Reading text
-------

New CMHC Mortgage Rules: What Do They Mean For Home Buyers?
The Canadian Mortgage and Housing Corporation (CMHC) has announced tighter rules for mortgage applicants, effective July 1st, 2020. How will these changes affect your ability to buy a home? Here’s what you need to know:
New Limits on Debt Service Ratios
Part of the new regulations will see stricter underwriting policies regarding mortgage applicants’ gross debt service (GDS) and total debt service (TDS) ratios.
GDS Ratios – The percentage of the applicant’s gross income required to cover housing costs, including mortgage payments, taxes, utilities and, if applicable, 50% of the property’s condo fees. Under the new rules, the maximum GDS ratio will be lowered from 39% to 35%.

-------

To be done
Copy the passage of the CMHC mortgage rules text from "The Canadian Mortgage" up to and including "39% to 35%.", word for word.

-------

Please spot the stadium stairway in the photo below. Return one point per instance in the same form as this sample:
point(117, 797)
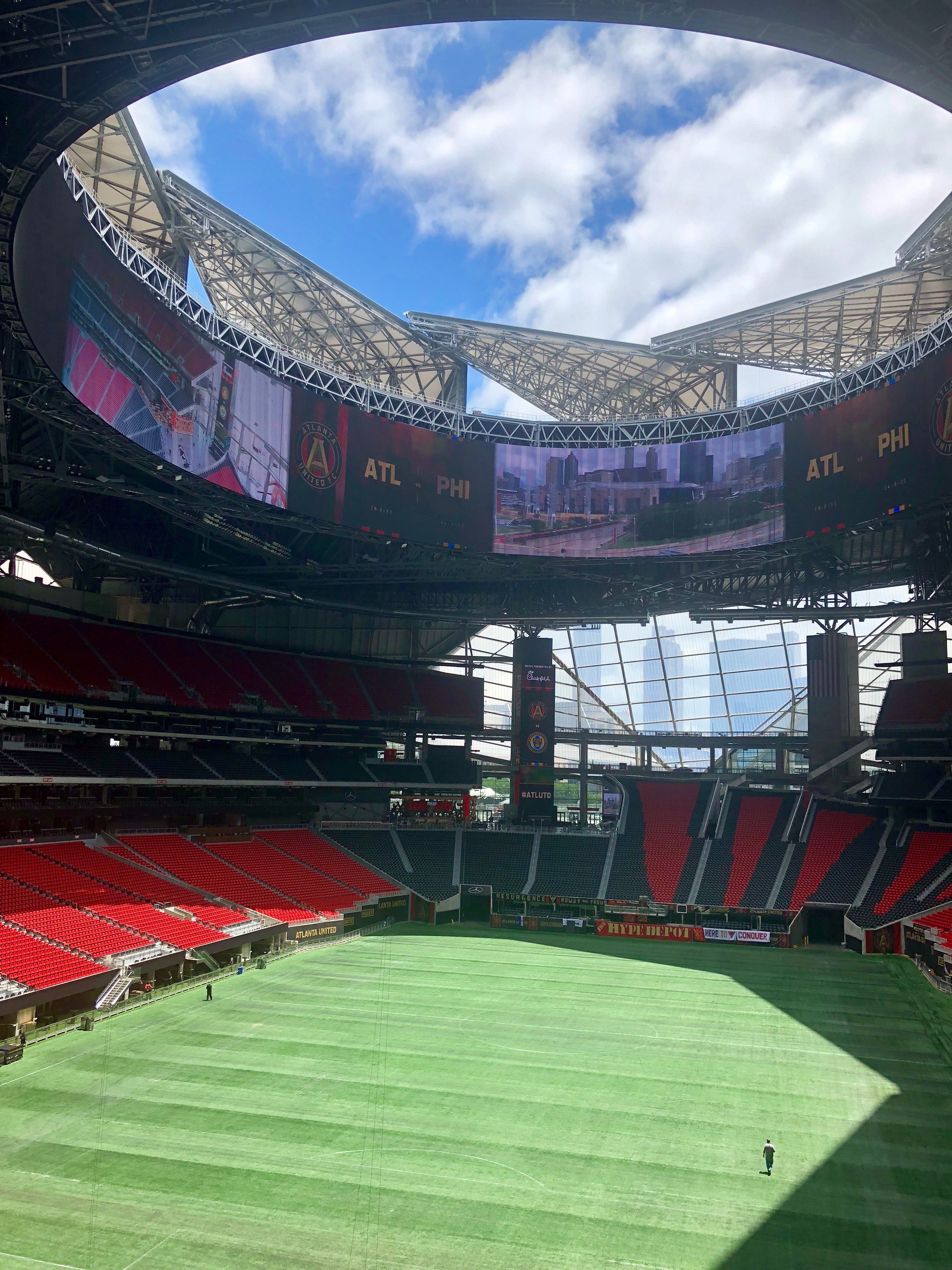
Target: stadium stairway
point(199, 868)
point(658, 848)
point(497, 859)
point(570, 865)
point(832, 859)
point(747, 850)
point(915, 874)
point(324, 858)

-------

Result of this exercise
The Canadian Mortgage and Housing Corporation (CMHC) has announced tighter rules for mortgage applicants, effective July 1st, 2020. How will these changes affect your ability to buy a home? Here’s what you need to know:
New Limits on Debt Service Ratios
Part of the new regulations will see stricter underwriting policies regarding mortgage applicants’ gross debt service (GDS) and total debt service (TDS) ratios.
GDS Ratios – The percentage of the applicant’s gross income required to cover housing costs, including mortgage payments, taxes, utilities and, if applicable, 50% of the property’s condo fees. Under the new rules, the maximum GDS ratio will be lowered from 39% to 35%.